**GOAL**
Convert the data from the line containing "Reviewer note: make sure each instance of the asphalt" through the end of the data into a numbered list, leaving out any blank lines.
━━━━━ RECORD SET ━━━━━
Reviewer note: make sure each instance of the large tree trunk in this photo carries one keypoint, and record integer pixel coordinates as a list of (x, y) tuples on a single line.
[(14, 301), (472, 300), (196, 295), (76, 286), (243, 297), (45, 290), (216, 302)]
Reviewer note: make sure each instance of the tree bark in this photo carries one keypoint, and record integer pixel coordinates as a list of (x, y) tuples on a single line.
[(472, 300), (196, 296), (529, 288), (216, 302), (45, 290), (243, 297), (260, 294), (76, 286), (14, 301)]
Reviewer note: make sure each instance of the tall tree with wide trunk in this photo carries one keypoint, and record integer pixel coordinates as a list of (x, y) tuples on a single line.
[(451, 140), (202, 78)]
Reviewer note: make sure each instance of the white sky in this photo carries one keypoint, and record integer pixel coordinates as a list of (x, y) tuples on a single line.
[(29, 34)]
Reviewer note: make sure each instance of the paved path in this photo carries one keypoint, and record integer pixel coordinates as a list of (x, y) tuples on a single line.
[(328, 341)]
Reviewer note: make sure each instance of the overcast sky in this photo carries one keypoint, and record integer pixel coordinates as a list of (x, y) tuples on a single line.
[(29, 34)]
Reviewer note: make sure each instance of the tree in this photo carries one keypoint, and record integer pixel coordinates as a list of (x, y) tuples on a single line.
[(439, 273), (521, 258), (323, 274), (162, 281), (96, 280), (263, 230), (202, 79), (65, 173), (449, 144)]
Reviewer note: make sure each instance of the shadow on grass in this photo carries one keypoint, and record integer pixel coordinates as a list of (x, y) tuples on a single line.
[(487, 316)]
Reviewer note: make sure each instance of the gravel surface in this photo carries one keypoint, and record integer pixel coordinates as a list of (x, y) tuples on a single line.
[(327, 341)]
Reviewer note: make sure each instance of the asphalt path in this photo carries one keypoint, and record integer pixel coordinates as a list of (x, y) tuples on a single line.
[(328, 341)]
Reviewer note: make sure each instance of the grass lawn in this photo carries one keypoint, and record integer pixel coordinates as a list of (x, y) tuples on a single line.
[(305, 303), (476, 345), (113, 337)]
━━━━━
**SOLVED EXERCISE**
1. Reviewer note: make sure each instance of the asphalt path in this photo carries one keypoint, and record integer pixel coordinates as a list of (x, y) tuples on a single line.
2. [(328, 341)]
3. Reviewer note: make sure each instance of the grass lawn in this photo carries one keypoint, and record integer pixel coordinates as a list of (x, y) tuples on a single line.
4. [(305, 303), (476, 345), (113, 337)]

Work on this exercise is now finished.